Work required: Retype the listing below with every line left unchanged.

Dataset listing of object locations

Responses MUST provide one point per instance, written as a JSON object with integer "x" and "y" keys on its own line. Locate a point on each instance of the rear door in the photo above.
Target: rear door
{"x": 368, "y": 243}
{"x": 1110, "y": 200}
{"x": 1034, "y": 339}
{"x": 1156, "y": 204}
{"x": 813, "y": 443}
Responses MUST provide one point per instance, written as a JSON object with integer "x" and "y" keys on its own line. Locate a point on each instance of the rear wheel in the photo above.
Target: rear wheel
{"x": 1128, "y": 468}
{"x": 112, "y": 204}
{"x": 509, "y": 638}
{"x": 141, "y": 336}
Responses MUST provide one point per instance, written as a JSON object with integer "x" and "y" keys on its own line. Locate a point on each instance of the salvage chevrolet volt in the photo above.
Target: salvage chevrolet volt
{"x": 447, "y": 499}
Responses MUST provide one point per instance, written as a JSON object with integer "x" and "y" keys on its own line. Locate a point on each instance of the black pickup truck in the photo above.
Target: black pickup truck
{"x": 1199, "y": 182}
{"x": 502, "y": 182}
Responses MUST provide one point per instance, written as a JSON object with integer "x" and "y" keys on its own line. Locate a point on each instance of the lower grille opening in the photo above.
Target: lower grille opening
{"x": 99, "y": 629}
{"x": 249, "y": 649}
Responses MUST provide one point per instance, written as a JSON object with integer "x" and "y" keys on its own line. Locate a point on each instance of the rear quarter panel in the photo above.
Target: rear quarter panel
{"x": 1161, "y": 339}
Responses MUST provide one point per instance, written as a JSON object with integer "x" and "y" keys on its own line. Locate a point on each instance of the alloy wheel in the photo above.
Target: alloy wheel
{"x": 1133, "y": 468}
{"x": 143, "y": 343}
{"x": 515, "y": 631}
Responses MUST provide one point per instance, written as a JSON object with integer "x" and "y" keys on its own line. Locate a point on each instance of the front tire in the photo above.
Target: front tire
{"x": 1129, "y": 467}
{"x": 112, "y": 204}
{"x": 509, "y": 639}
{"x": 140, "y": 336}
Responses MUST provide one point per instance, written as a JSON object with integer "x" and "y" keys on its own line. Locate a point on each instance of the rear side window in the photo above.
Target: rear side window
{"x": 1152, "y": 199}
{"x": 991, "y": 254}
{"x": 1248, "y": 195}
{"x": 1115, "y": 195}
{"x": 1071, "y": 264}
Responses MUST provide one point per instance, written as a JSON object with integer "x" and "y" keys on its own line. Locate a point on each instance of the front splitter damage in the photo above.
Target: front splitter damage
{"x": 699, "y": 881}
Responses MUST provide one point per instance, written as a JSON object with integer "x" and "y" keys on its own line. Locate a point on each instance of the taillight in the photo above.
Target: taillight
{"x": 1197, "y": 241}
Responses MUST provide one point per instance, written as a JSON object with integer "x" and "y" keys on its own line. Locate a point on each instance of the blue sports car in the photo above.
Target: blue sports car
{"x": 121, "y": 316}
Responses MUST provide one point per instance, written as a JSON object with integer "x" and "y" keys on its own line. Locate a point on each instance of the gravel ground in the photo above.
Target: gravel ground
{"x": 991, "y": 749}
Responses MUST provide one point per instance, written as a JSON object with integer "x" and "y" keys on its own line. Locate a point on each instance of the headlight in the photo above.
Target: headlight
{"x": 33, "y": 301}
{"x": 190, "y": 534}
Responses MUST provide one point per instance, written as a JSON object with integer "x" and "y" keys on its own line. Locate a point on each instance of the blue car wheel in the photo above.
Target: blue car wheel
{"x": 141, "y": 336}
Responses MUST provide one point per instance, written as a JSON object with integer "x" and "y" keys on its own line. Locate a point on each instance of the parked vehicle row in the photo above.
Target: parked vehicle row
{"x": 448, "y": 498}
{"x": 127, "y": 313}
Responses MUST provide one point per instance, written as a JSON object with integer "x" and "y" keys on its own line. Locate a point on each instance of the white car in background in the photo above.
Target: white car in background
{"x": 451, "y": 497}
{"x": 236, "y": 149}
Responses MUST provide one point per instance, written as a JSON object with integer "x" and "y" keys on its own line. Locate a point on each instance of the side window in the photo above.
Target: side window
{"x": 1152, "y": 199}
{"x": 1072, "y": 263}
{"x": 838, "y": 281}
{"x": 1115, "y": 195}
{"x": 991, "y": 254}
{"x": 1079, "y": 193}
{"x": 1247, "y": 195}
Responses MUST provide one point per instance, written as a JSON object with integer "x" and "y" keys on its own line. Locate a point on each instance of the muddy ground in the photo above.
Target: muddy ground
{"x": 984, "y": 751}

Task result:
Responses MUST provide one point per instance, written as a JSON object with integer "x" and "y" keys on its own line. Locate a point on each instance of the rear door in the photo above.
Target: rear door
{"x": 368, "y": 243}
{"x": 1110, "y": 200}
{"x": 1034, "y": 339}
{"x": 1156, "y": 204}
{"x": 813, "y": 443}
Responses MUST provide one point per instance, written as a JSON object with integer "x" and "y" keys on its own line. Locate a point on each instance of the rear wheel in the photo above.
Target: rear wheel
{"x": 1128, "y": 468}
{"x": 112, "y": 204}
{"x": 509, "y": 638}
{"x": 141, "y": 336}
Responses MUST provide one point per instance, written as a JSON object with integer "x" and "y" keys on its own line. Locate a point on each instance of the salvage chevrolet volt in the photo above.
Target: salvage chevrolet volt
{"x": 447, "y": 499}
Responses MUST provide one point per instance, written as a JSON object with integer "x" and "y" keys on its own line. Locate a point on each instance of the black pickup truck in the photo above.
Target: black pickup truck
{"x": 1199, "y": 182}
{"x": 502, "y": 182}
Responses MUST provide one point per instance, written as a JSON object with integer "x" and "y" keys on its own line. Locate a point on each instance of the lower grille opening in the photo above.
Target: lower grille opening
{"x": 99, "y": 629}
{"x": 249, "y": 649}
Responses MUST provide one point per instance, written as a JSON object with integer "x" and "y" keys on its own line. Locate a point on each instance of the rear quarter panel in the photo above.
Target: rear quarter panel
{"x": 1161, "y": 339}
Responses MUST provide one point per instance, written as a JSON object with integer "x" and "y" keys on its own line. Locate a point on each instance of the alloy wheel in the photo above.
Target: alloy wheel
{"x": 1133, "y": 468}
{"x": 143, "y": 343}
{"x": 515, "y": 631}
Responses MUST provide one point per instance, written as a JSON object with integer "x" and "y" keys on its own line. Locate a point on each instance of the front tire in the photo above.
Target: front tire
{"x": 1129, "y": 467}
{"x": 112, "y": 204}
{"x": 509, "y": 639}
{"x": 140, "y": 336}
Responses MUST provide one point per instance, written as a JSON object with integer "x" and "y" keys on its own line. Locate a point on each instance of the rear side window in the photo above.
Target: rear side window
{"x": 1152, "y": 199}
{"x": 991, "y": 254}
{"x": 1248, "y": 195}
{"x": 1115, "y": 195}
{"x": 1071, "y": 264}
Responses MUST provide one point per instance, written as a JSON object with integer "x" and "y" keys on its own line. Locate a point on each instance of the front splitter damage in the photo above.
Target: front splitter damage
{"x": 699, "y": 881}
Responses MUST provide one point per instance, written as a JSON object with integer "x" and "y" keys on its own line. Locate a point on each instance of the taillight in the photo above.
Target: taillight
{"x": 1197, "y": 241}
Responses MUST provide one point per instance, written as a JSON object with integer "x" and "y" keys on its own line. Locate a point on each instance of the blue sports car in the photo above.
Target: blue sports car
{"x": 121, "y": 316}
Responses MUST provide one point per instance, written as a JSON object with integer "x" and "y" keys on its own line. Locate a point on each instance of the gravel ground in the photo above.
Target: gravel ground
{"x": 991, "y": 749}
Responses MUST provide one point per instance, written as a JSON object with integer "x" and "y" keys on its own line. Locate a point on each instance of the headlight in the photo above.
Target: headlight
{"x": 33, "y": 301}
{"x": 190, "y": 534}
Responses MUST provide one point per instance, written as a JSON object with integer "x" and "y" keys on its own line. Locate a point on each instance of the blue car wheel in the photo above.
Target: blue car wheel
{"x": 141, "y": 336}
Responses MUST provide one point per instance, written as a JSON object with integer "x" and "y" keys on its own line. Locate a point on each instance of the parked vehicle row in the photo above.
Target: parked vehicle row
{"x": 448, "y": 498}
{"x": 127, "y": 313}
Responses MUST provide one point per instance, written as a JSON object with integer "x" and "y" keys on its own line. Locate a point on each instance of the white car in background in the photo above.
Target: white car in background
{"x": 451, "y": 497}
{"x": 236, "y": 149}
Responses MUST provide one point per instance, written as a JSON object with integer "x" and "y" keys on its own line. Locate a point on each instance of the side window in the photo above.
Target: side window
{"x": 1152, "y": 199}
{"x": 1072, "y": 263}
{"x": 838, "y": 281}
{"x": 1115, "y": 195}
{"x": 991, "y": 254}
{"x": 1079, "y": 193}
{"x": 1247, "y": 195}
Responses MUST provide one point per instance, written as a JSON object with integer "x" and "y" keys on its own line. Locate a point on each instance of the muddy ground in the photo above.
Target: muddy ground
{"x": 984, "y": 751}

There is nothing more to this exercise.